## WORK ORDER
Once you have read the records below, write them all out exactly as given.

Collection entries
==============================
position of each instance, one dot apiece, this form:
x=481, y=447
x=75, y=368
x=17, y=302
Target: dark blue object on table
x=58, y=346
==============================
## ANSWER TO THE EXERCISE
position of each instance, one dot apiece, this form:
x=481, y=447
x=75, y=368
x=17, y=302
Target: dark blue object on table
x=58, y=346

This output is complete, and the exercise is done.